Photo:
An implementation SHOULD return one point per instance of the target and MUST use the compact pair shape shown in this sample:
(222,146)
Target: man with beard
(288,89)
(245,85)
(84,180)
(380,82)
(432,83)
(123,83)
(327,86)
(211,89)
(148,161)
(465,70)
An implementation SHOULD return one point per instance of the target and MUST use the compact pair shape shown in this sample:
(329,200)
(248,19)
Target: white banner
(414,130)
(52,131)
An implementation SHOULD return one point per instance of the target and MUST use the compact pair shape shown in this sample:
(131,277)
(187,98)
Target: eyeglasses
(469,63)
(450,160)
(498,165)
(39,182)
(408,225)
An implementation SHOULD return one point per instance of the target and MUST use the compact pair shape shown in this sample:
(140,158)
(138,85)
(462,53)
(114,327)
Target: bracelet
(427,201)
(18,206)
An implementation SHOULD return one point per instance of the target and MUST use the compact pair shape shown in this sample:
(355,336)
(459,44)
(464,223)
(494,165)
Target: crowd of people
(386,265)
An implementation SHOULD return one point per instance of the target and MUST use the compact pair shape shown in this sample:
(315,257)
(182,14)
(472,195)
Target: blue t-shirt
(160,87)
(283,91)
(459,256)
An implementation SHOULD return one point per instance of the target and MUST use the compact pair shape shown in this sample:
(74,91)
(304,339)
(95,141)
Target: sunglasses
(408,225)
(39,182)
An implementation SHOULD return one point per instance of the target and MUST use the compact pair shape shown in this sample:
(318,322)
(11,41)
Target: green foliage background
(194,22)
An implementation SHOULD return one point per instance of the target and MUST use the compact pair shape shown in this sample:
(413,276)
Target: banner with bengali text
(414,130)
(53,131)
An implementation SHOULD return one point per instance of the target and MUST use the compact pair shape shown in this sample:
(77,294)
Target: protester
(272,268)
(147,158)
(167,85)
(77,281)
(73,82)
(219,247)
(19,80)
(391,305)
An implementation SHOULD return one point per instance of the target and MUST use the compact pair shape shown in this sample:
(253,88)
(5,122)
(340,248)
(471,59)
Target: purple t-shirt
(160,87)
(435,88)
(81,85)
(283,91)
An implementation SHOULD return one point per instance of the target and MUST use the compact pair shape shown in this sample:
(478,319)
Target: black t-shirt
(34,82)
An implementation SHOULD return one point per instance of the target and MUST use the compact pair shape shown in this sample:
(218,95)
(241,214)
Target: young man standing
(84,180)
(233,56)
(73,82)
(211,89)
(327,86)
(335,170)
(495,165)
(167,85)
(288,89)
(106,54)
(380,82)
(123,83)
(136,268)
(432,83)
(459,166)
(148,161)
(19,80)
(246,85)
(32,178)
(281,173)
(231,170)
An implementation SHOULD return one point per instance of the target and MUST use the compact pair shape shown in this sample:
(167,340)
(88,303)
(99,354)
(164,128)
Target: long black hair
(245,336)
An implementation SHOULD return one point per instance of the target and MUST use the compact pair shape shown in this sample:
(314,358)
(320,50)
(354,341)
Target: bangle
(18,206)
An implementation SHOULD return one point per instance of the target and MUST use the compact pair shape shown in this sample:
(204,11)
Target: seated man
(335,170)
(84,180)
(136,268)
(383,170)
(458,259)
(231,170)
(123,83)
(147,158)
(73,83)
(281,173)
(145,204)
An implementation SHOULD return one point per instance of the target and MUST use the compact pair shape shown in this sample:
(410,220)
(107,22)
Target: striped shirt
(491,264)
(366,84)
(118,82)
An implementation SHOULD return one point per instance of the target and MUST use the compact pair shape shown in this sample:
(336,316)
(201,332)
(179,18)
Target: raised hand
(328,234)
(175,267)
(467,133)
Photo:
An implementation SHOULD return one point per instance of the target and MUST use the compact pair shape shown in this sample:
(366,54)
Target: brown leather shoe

Exercise description:
Copy out the full set of entries without altering anything.

Task solution:
Photo:
An implementation SHOULD return one point per instance of the target and MUST use the compact pair shape shown in this sample:
(222,146)
Target: man with beard
(288,89)
(245,85)
(84,180)
(380,82)
(432,83)
(123,83)
(327,86)
(211,89)
(148,161)
(465,70)
An implementation SHOULD return one point per instance of the target and MUST use the compact pair shape shown in this sample:
(329,200)
(248,19)
Target: white banner
(414,130)
(52,131)
An implementation SHOULD return one point per instance of the target and MUST use the compact pair shape shown in this sample:
(131,277)
(187,98)
Target: eyeglasses
(469,63)
(450,160)
(498,165)
(39,182)
(408,225)
An implementation SHOULD return one point per instance of the target and MUST use the compact pair shape shown in this sample:
(140,158)
(138,85)
(462,53)
(114,327)
Target: bracelet
(427,201)
(18,206)
An implementation SHOULD return one point per instance of the target and MUST use the compact pair shape shown in this sample:
(355,336)
(459,44)
(464,223)
(494,165)
Target: crowd of people
(386,265)
An implementation SHOULD return one point per instance of the target and MUST use the compact pair shape shown in this sample:
(315,257)
(182,14)
(472,195)
Target: blue t-shirt
(160,87)
(283,91)
(459,256)
An implementation SHOULD return one point per instance of the target and MUST use the compact pair shape shown in this sample:
(74,91)
(304,339)
(95,141)
Target: sunglasses
(408,225)
(39,182)
An implementation SHOULD return one point per instance of the target and MUST use the compact pair shape shown in this sample:
(318,322)
(11,41)
Target: green foliage background
(194,22)
An implementation SHOULD return one point per instance of the target and MUST use the compact pair shape shown in this sample:
(413,276)
Target: banner with bengali text
(414,130)
(53,131)
An implementation SHOULD return one point per instance of the target and MUST use the compact pair shape shown in this sample:
(77,294)
Target: protester
(272,268)
(147,158)
(167,85)
(77,281)
(73,82)
(219,247)
(19,80)
(391,305)
An implementation SHOULD return one point per instance of the target and MUST use the compact pair shape shown in this sample:
(253,88)
(5,122)
(340,248)
(471,59)
Target: purple t-shirt
(160,87)
(435,88)
(81,85)
(283,91)
An implementation SHOULD return one point per instance of the target and MUST use the compact pair shape shown in this sample:
(478,319)
Target: black t-shirt
(34,82)
An implementation SHOULD return one point per instance of the target and MUST use the compact pair shape shown in this sample:
(218,95)
(241,214)
Target: young man standing
(84,180)
(233,56)
(73,82)
(211,89)
(327,86)
(335,170)
(495,165)
(167,85)
(288,89)
(106,54)
(380,82)
(123,83)
(136,268)
(432,83)
(459,166)
(148,161)
(19,80)
(246,85)
(32,178)
(281,173)
(231,170)
An implementation SHOULD return one point per instance of the target and MUST use the compact pair shape shown in this sample:
(167,340)
(88,303)
(99,354)
(164,128)
Target: long black hair
(245,336)
An implementation SHOULD return one point per instance of the target and MUST use the compact pair shape shown in this sample:
(314,358)
(320,50)
(354,341)
Target: bangle
(18,206)
An implementation SHOULD return one point per instance of the target and MUST use the compact pair shape shown in this sample:
(204,11)
Target: seated man
(335,170)
(84,180)
(136,268)
(383,170)
(458,259)
(231,170)
(123,83)
(147,158)
(73,83)
(281,173)
(145,204)
An implementation SHOULD return one point per instance of the target and MUST use the compact pair shape shown in this sample:
(410,220)
(107,22)
Target: striped shirt
(491,264)
(366,84)
(118,82)
An implementation SHOULD return one point per instance of the target and MUST use the compact pair shape shown in this sample:
(336,316)
(201,332)
(179,18)
Target: raised hand
(328,234)
(175,267)
(467,133)
Photo:
An implementation SHOULD return one point per instance of the target and MUST use the compact pair shape shown in this sample:
(366,54)
Target: brown leather shoe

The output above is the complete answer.